Start
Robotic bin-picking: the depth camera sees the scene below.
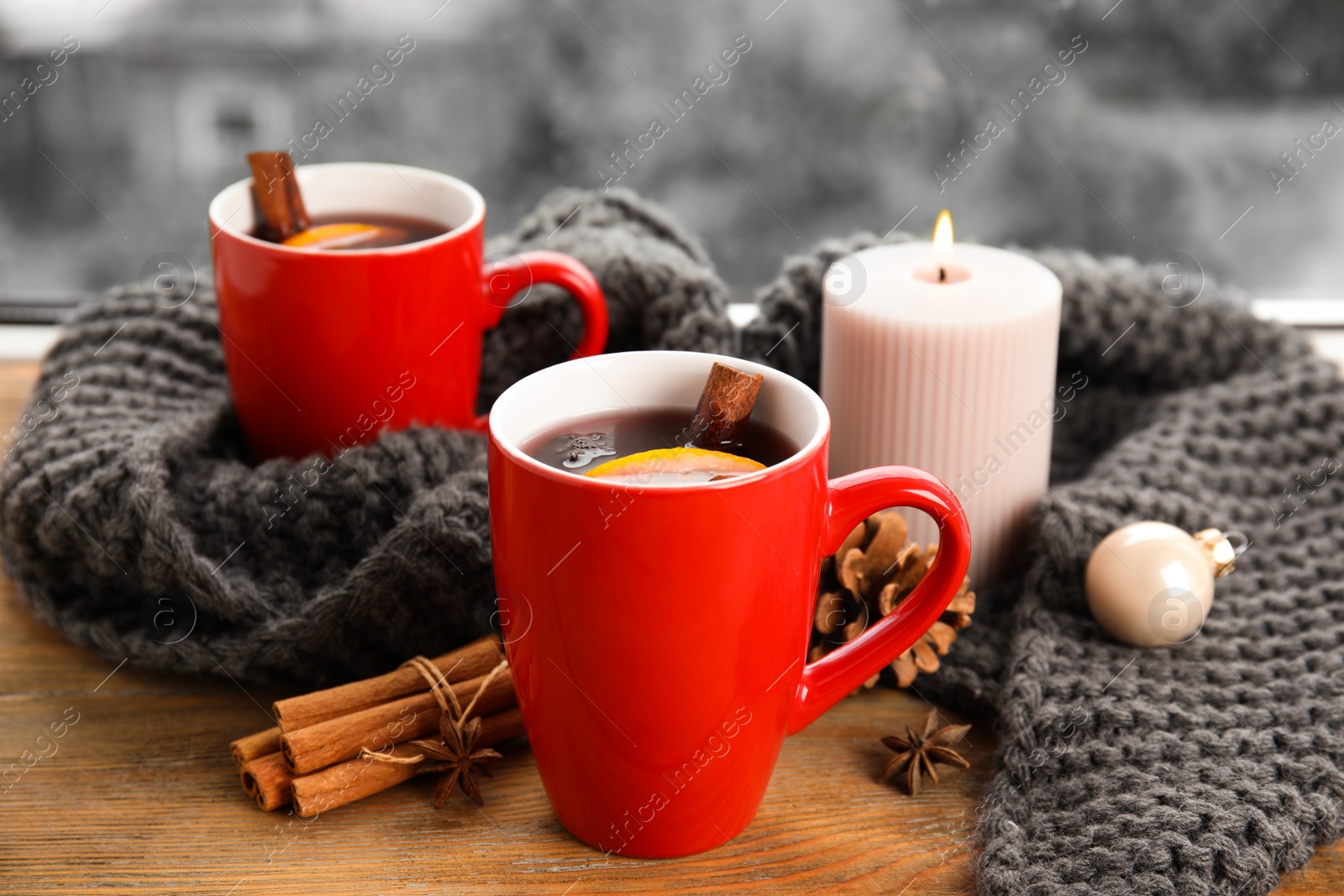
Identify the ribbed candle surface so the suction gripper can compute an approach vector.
[822,244,1062,587]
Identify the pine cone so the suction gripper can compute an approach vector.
[808,511,976,688]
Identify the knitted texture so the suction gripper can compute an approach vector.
[742,235,1344,896]
[0,191,1344,896]
[0,191,731,684]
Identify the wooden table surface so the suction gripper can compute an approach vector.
[0,363,1344,896]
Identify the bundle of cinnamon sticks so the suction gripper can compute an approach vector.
[230,637,524,818]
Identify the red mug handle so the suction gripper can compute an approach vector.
[475,251,607,432]
[789,466,970,735]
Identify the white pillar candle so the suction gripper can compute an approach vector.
[822,219,1062,587]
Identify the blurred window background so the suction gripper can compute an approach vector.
[0,0,1344,320]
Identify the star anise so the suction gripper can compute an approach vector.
[412,712,502,809]
[882,710,970,797]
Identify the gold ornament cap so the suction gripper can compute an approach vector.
[1194,529,1248,579]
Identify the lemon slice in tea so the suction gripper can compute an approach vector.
[284,223,406,249]
[583,448,764,485]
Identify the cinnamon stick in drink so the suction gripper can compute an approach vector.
[228,728,280,768]
[281,669,517,775]
[291,704,526,818]
[247,152,312,244]
[239,751,294,811]
[687,361,764,450]
[267,636,504,731]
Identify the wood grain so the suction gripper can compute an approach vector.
[0,363,1344,896]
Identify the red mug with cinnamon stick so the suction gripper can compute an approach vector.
[210,163,607,459]
[489,352,970,857]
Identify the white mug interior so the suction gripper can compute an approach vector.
[489,352,831,489]
[210,163,486,254]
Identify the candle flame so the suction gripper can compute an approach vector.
[932,208,952,252]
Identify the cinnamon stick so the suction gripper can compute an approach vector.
[687,361,764,450]
[247,152,312,244]
[291,704,526,818]
[228,728,280,768]
[280,669,517,775]
[266,636,504,731]
[239,752,294,811]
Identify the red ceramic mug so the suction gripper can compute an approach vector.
[489,352,970,857]
[210,163,607,459]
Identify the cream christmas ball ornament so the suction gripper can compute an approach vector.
[1086,520,1247,647]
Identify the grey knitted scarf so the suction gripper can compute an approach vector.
[0,192,1344,896]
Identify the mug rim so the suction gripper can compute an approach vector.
[207,161,486,258]
[489,349,831,493]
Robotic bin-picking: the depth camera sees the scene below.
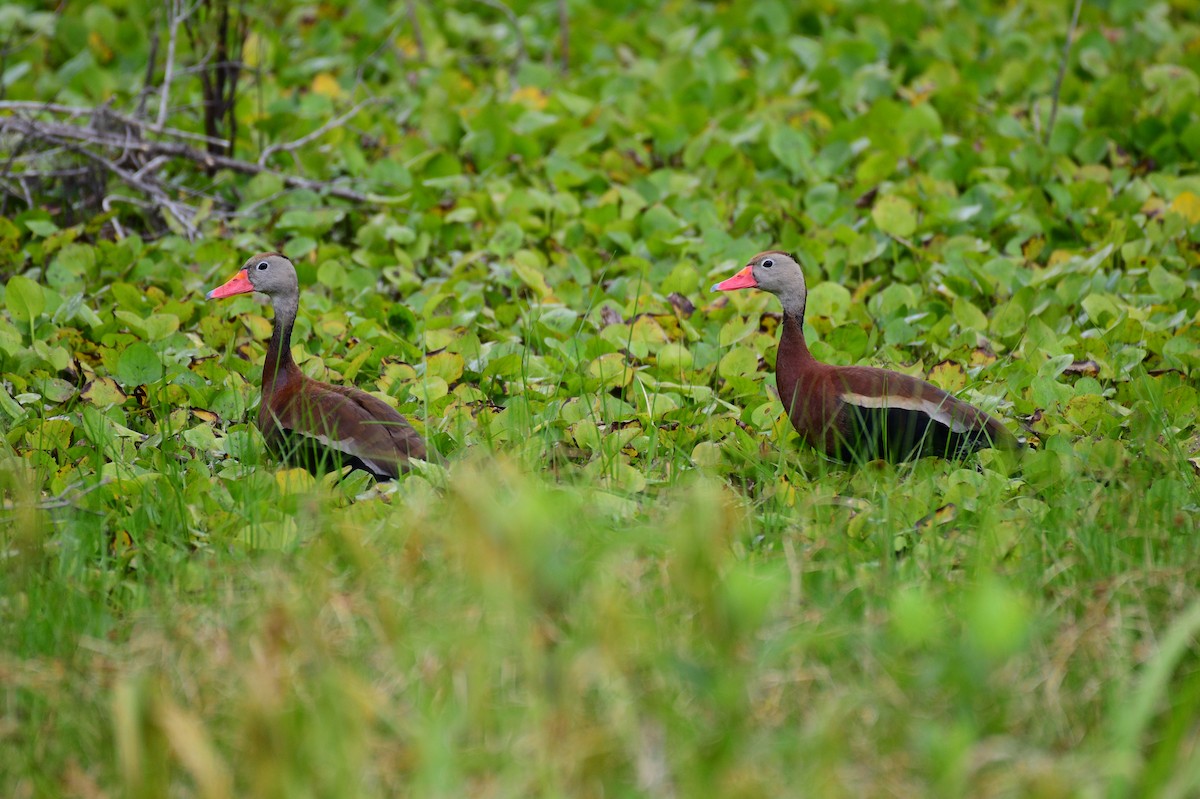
End
§ **Prompt**: Extract every line of the records above verbatim, leaving out the pictures.

§ **Solution for this exercise**:
Robotic bin-picking: the depth camera sees the scene below.
Identify the ribbed candle surface so the suction gripper can compute an approach vector.
[822,244,1062,587]
Identify the pine cone so the suction gripper can compute an approach vector.
[808,511,976,688]
Identify the knitted texture so the suction gripper can compute an approach vector.
[742,235,1344,896]
[0,191,1344,896]
[0,191,731,684]
Identify the wooden table surface so the suction gripper can compute an approach vector.
[0,363,1344,896]
Identify the bundle of cinnamon sticks so the suction gripper can compute an approach vector.
[230,637,524,818]
Identify the red mug handle so the suction gripper can compute an approach vector.
[475,251,607,432]
[789,466,970,735]
Identify the white pillar candle so the suction gripper can compute an approach vector.
[822,219,1062,587]
Identify the blurred window background so the suction gripper can compute an approach vector.
[0,0,1344,320]
Identify the star anise so the suction gripper can compute an approach vector.
[412,712,502,809]
[882,710,970,797]
Identify the gold ornament cap so the suction gripper can compute an approach vector.
[1194,529,1248,579]
Identify the lemon slice in tea so the suction gripper can compute an approach vector.
[284,223,406,249]
[583,448,764,485]
Identify the cinnamon stick in drink so the suction gripper can compute an approach vector.
[228,728,280,768]
[281,669,517,775]
[291,704,526,818]
[247,152,312,244]
[239,751,294,811]
[687,361,764,450]
[267,636,504,731]
Identify the wood grain so the suction gripper can compute an approach vector.
[0,363,1344,896]
Identify the red mug with cinnamon stick so the suction gripper can compute an approach vector.
[210,163,607,459]
[489,352,970,857]
Identify the white mug interior so the suction gripper can compute an approach vector.
[489,352,831,489]
[210,163,486,254]
Identify the candle flame so the suction gripper can compute an approach vector.
[932,208,952,252]
Identify the cinnamon stick so the suction gripper can compute an approach vector.
[687,361,764,450]
[247,152,312,244]
[291,704,526,818]
[228,728,280,768]
[280,669,517,775]
[266,636,504,731]
[239,752,294,811]
Identify the red ceramic mug so the suction gripper can compute an approach vector.
[489,352,970,857]
[210,163,607,459]
Identify the cream christmas ball ornament so the suction gripper can compute an approach vector.
[1086,520,1247,647]
Identify the grey knitted scarf so the suction gripper can compute an approach vector.
[0,192,1344,896]
Identify the mug rim so the suction gripper can compute an approach vector.
[207,161,486,258]
[489,349,831,493]
Robotic bin-picking: the depth camera sees the scene below.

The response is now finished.